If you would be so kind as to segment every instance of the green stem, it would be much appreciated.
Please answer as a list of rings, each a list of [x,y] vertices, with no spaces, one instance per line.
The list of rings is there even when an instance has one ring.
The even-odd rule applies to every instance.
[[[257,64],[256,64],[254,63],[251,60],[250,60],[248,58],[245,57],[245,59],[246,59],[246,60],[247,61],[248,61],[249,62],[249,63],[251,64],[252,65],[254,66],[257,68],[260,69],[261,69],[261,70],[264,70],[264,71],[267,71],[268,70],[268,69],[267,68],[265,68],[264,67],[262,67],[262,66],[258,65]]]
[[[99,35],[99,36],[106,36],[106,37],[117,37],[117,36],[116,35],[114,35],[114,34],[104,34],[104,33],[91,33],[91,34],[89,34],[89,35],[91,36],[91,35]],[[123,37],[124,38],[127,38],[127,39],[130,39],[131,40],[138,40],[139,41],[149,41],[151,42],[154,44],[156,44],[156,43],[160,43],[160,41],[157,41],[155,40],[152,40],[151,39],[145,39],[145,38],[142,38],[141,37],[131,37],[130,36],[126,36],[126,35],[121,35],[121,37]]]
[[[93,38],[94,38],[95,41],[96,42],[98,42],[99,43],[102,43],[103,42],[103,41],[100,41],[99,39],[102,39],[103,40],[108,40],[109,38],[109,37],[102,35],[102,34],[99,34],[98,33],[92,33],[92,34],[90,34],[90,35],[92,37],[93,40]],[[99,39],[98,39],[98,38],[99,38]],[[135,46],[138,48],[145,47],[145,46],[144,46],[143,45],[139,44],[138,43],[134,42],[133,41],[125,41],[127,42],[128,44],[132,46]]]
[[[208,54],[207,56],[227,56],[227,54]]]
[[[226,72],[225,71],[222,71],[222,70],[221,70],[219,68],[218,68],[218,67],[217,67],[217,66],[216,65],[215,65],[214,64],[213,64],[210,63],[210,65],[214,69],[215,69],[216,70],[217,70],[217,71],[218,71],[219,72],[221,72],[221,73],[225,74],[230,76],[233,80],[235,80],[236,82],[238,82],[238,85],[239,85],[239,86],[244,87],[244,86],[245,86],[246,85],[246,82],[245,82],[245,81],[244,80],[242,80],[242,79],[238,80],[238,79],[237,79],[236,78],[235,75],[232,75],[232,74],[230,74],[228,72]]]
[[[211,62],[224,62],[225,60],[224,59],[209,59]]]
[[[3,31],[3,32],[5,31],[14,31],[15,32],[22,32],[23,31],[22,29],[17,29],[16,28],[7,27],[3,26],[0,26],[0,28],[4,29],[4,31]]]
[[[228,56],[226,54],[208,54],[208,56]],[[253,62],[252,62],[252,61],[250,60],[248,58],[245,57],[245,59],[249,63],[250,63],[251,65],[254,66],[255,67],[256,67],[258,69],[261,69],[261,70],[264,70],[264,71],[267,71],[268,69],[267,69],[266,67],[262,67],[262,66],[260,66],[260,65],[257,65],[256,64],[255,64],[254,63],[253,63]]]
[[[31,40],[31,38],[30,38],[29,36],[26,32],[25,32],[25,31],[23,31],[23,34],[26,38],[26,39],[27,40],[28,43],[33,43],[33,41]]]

Objective: Copy out the stretch of the items from their start through the line containing "Please answer as", with both ends included, and nothing else.

Response below:
If you would be so kind as to segment every instance of the green stem, it would be much appreciated.
Please answer as a list of rings, each a list of [x,y] vertices, with no spaces, one instance per line.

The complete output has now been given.